## Instructions to follow
Return the records that follow, matching each one exactly.

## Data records
■ ■ ■ ■
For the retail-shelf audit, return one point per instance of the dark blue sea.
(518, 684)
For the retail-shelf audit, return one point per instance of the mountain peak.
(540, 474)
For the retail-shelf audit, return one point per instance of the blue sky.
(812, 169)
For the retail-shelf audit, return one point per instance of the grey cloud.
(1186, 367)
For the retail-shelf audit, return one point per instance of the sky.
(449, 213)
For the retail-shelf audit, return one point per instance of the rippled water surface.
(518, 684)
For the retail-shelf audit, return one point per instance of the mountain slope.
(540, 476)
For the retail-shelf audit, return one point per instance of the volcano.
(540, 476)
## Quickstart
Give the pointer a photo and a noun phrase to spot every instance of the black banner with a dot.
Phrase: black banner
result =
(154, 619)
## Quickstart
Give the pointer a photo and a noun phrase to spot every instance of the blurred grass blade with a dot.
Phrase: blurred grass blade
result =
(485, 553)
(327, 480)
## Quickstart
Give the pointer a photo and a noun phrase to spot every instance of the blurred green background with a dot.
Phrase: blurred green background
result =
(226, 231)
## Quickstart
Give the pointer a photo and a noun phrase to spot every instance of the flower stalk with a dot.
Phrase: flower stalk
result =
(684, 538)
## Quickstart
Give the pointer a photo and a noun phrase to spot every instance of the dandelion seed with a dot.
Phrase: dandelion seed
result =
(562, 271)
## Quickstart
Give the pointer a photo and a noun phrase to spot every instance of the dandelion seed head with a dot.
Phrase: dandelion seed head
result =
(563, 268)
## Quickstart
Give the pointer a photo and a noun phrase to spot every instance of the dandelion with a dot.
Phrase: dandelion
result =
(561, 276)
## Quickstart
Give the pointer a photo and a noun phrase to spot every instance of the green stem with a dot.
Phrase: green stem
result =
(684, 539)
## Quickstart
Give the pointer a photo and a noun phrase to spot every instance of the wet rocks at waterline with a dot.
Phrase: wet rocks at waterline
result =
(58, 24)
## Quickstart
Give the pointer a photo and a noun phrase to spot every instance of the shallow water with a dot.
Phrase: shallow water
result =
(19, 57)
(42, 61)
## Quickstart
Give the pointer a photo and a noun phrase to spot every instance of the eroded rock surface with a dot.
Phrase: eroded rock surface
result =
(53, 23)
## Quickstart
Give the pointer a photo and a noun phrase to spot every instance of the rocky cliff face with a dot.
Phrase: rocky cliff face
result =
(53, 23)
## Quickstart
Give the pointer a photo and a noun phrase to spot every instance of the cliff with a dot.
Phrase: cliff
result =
■ ■ ■ ■
## Result of this task
For the retail-shelf audit, return one point per instance of the dark blue sea.
(518, 684)
For the retail-shelf audit, return one point per instance of the mountain peak.
(540, 474)
For the retail-shelf audit, return one point per instance of the blue sky.
(812, 169)
For the retail-shelf audit, return one point per instance of the grey cloud.
(1186, 367)
For the retail-shelf audit, return one point per instance of the sky.
(449, 213)
For the retail-shelf audit, return one point per instance of the rippled water surface.
(518, 684)
For the retail-shelf audit, return one point per instance of the mountain slope.
(540, 476)
For the retail-shelf audit, return one point per instance of the volcano.
(540, 476)
## Quickstart
Give the pointer a photo and a noun phrase to spot every instance of the black banner with a dot.
Phrase: black banner
result =
(154, 619)
## Quickstart
Give the pointer a photo and a noun phrase to spot every instance of the blurred grass blade with a dot.
Phrase: blurred grass blade
result =
(485, 553)
(327, 480)
## Quickstart
Give the pointer a photo and a noun phrase to spot every instance of the blurred green background with a dot.
Phrase: blurred green background
result =
(226, 231)
## Quickstart
Give the pointer a photo and a noun phrase to spot every instance of the flower stalk with a dot.
Phrase: flower stalk
result =
(684, 538)
## Quickstart
Give the pointer a photo and a noun phrase to spot every instance of the dandelion seed with a dot.
Phrase: dandelion seed
result =
(562, 271)
## Quickstart
Give the pointer a photo and a noun phrase to spot every instance of the dandelion seed head with a dot.
Phrase: dandelion seed head
result =
(563, 268)
## Quickstart
Give the pointer a photo and a noun phrase to spot every instance of the dandelion with a dot.
Phrase: dandelion
result =
(561, 276)
## Quickstart
Give the pointer a photo and a noun phrase to spot every instance of the green stem with a dot.
Phrase: green stem
result =
(684, 539)
## Quickstart
Give the pointer a photo and a noun phrase to spot every instance of the wet rocks at waterline with a dot.
Phrase: wet rocks at waterline
result =
(58, 24)
## Quickstart
Give the pointer a photo and a noun phrase to spot every instance of the shallow water with a dot.
Phrase: shallow water
result =
(19, 57)
(42, 61)
## Quickstart
Give the pointer a photo and a noun phrase to spot every instance of the eroded rock surface with a dot.
Phrase: eroded rock surface
result =
(53, 23)
## Quickstart
Give the pointer a photo and a noun phrase to spot every instance of the rocky cliff face with a dot.
Phrase: rocky cliff face
result =
(53, 23)
## Quickstart
Give the pointer a photo and a noun phrase to spot every instance of the cliff with a dot.
Phrase: cliff
result =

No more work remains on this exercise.